## BEGIN PROVIDED MATERIAL

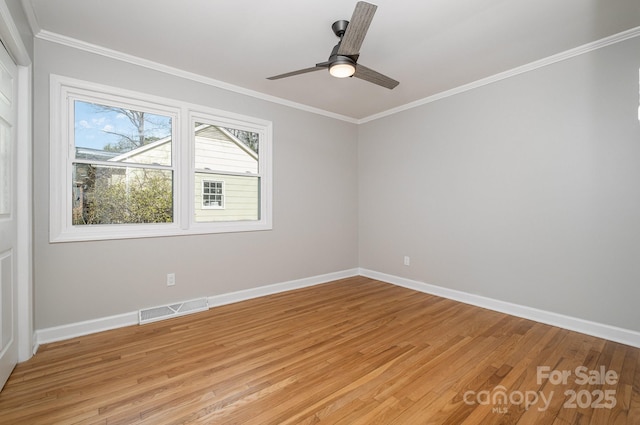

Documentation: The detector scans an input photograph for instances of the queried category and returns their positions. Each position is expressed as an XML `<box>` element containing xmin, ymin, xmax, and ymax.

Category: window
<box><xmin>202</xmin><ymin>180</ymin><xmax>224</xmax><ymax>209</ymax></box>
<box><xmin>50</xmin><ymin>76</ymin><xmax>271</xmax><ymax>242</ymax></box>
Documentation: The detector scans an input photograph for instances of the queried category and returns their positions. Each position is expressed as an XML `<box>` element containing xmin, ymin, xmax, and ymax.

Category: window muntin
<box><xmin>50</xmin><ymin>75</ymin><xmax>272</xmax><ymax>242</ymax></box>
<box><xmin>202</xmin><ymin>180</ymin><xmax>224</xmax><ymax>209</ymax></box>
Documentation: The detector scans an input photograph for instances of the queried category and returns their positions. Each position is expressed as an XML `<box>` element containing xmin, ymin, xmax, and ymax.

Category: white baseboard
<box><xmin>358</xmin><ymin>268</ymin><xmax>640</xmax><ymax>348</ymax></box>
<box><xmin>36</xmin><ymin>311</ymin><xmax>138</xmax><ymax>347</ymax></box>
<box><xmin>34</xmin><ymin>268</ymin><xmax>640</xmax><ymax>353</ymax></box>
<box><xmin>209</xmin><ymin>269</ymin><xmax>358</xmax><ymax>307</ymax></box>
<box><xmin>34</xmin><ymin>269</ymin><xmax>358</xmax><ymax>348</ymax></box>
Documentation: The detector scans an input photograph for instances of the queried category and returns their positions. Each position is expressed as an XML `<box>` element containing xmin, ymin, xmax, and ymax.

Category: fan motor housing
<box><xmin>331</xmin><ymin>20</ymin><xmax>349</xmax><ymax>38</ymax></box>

## END PROVIDED MATERIAL

Reproduce every row above, including the requests, with each bounding-box coordinate in the answers multiplied by 2.05 and rounded to the nearest whole number, halves rounded up. Leave the requests and their format samples unchanged, and omit the pictures from your output.

:: WRITTEN SOLUTION ::
Documentation: The detector scans an input photograph for instances of the queried category and returns their positions. Each position is expressed as an XML `<box>` element containing xmin, ymin, xmax, and ymax.

Category: window
<box><xmin>414</xmin><ymin>369</ymin><xmax>459</xmax><ymax>428</ymax></box>
<box><xmin>103</xmin><ymin>156</ymin><xmax>556</xmax><ymax>496</ymax></box>
Documentation: The detector scans an input photograph for instances of the queried category and returns their positions. Each position is expressed as an XML `<box>` element containing xmin, ymin, xmax, and ymax.

Category: window muntin
<box><xmin>103</xmin><ymin>154</ymin><xmax>558</xmax><ymax>496</ymax></box>
<box><xmin>414</xmin><ymin>369</ymin><xmax>459</xmax><ymax>428</ymax></box>
Documentation: The detector scans an input photograph for instances of the queried category and returns their positions. Each position is expressed as an XML `<box>` element containing xmin, ymin, xmax, and ymax.

Category: white baseboard
<box><xmin>734</xmin><ymin>549</ymin><xmax>1312</xmax><ymax>713</ymax></box>
<box><xmin>74</xmin><ymin>638</ymin><xmax>283</xmax><ymax>711</ymax></box>
<box><xmin>70</xmin><ymin>549</ymin><xmax>1312</xmax><ymax>724</ymax></box>
<box><xmin>428</xmin><ymin>551</ymin><xmax>734</xmax><ymax>629</ymax></box>
<box><xmin>70</xmin><ymin>551</ymin><xmax>734</xmax><ymax>713</ymax></box>
Documentation: The detector scans an input photograph for instances of the queried category and returns their positions. Each position is expressed as an XML `<box>` element containing xmin, ymin, xmax, and ymax.

Category: fan motor housing
<box><xmin>679</xmin><ymin>41</ymin><xmax>715</xmax><ymax>78</ymax></box>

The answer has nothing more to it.